→ Short exercise 1
Count the lines in the entries below that contain the word "blue", and reply with the number alone.

→ Provided passage
** start **
Time for the management to plumb up the parts guy...if he fails to perform after a visit from upstairs, it will be time for him to go...You can see the importance of shedding deadweight - look how it brings down the whole job. A happy jobsite is a productive jobsite


----------



## gilbequick (Oct 6, 2007)

CFine said:


> yea i'm thinking of just keeping the hole saw kit in my bag with the unibit if they wanna bitch then i'll take it home but not till the company supplies me with one of each.


Why would they supply you with one if you already brought your own?





CFine said:


> i hate sitting around or trying to do the job w/o the right tool, spent 3 days not working just stting getting paid cause we didn't ahve anything to work with. the main problem is our parts guy


That's not your problem it's the company's. Why should you have to pay for their mistakes? When your wife (or whomever) forgets to buy food for dinner do they go out and buy you groceries so you'll have energy to go to work?


----------



## wirenutwannabe (May 30, 2009)

a buddy of mine made the mistake and let another electrician borrow his $500 only 2mnth old fluke dvom and whent he guy finally brought it back after 2wks my friend had to send to fluke to be repaired because the readout screen wouldnt act. now he wont even let anyone borrow a lighter:no:


----------



## Toronto Sparky (Apr 12, 2009)
** end **
→ Supplied information
** start **
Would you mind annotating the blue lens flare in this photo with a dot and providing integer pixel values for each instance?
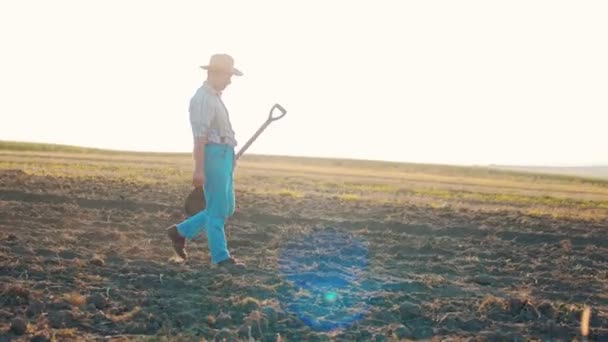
(326, 269)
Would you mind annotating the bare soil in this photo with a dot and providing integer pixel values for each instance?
(89, 260)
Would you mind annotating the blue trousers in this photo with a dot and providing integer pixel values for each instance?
(219, 194)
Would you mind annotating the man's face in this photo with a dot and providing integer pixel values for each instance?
(222, 80)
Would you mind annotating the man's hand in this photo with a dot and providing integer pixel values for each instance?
(198, 178)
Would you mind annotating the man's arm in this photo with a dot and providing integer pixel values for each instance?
(200, 120)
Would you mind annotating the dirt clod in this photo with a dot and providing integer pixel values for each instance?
(409, 310)
(34, 308)
(98, 301)
(18, 326)
(97, 261)
(402, 332)
(61, 319)
(41, 337)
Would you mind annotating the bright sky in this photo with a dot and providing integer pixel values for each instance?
(460, 82)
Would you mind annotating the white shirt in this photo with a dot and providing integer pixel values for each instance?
(209, 117)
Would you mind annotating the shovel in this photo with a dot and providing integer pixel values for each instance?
(195, 201)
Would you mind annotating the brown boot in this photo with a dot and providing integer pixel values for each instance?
(232, 265)
(179, 242)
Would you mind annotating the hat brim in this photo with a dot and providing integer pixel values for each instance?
(235, 71)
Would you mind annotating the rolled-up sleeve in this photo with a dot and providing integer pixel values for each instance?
** end **
→ Short exercise 2
In the forum thread above, condense the paragraph beginning "a buddy of mine made the mistake" into a shorter version that keeps its main facts.

→ Final answer 1
2

→ Final answer 2
A friend lent his two-month-old, $500 Fluke DVOM to another electrician. When it came back two weeks later, its readout screen didn't work, and it had to be sent to Fluke for repair. Now the friend won't lend anyone even a lighter.